- Aim -
Report how many of the lines below contain the word "distant". Give only the number.

- Provided entries -

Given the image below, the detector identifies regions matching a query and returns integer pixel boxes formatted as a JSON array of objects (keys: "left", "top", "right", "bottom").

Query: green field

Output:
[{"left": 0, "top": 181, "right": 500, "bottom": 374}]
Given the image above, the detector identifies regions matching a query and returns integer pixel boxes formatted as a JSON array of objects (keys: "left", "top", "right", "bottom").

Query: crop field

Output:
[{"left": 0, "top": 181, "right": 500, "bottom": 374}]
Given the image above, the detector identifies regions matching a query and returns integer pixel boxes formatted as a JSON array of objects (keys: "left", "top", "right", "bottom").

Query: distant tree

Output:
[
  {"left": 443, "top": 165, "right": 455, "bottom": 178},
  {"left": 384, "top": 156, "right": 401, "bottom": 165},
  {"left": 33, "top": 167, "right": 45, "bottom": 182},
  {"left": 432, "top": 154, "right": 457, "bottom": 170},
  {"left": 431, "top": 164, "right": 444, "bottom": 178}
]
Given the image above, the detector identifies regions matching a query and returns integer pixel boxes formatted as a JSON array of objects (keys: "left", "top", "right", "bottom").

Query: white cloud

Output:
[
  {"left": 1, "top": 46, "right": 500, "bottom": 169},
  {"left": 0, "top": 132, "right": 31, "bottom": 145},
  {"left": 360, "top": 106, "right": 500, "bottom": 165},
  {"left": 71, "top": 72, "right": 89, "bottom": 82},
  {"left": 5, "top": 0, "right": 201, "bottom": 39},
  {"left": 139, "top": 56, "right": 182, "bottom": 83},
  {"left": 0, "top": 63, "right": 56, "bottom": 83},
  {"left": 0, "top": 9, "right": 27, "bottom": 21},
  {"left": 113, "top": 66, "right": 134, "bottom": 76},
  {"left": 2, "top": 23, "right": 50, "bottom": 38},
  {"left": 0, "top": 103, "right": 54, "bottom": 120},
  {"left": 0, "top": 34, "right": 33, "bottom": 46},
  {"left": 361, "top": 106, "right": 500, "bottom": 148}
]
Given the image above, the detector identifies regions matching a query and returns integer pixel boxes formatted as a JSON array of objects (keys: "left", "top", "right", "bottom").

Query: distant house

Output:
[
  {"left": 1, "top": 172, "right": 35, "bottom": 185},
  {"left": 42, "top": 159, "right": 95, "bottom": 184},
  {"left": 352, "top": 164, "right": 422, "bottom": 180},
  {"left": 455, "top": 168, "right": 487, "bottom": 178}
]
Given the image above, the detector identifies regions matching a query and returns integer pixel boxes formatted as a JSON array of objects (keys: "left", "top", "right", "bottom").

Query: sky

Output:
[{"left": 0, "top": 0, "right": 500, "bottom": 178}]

- Answer for the task -
2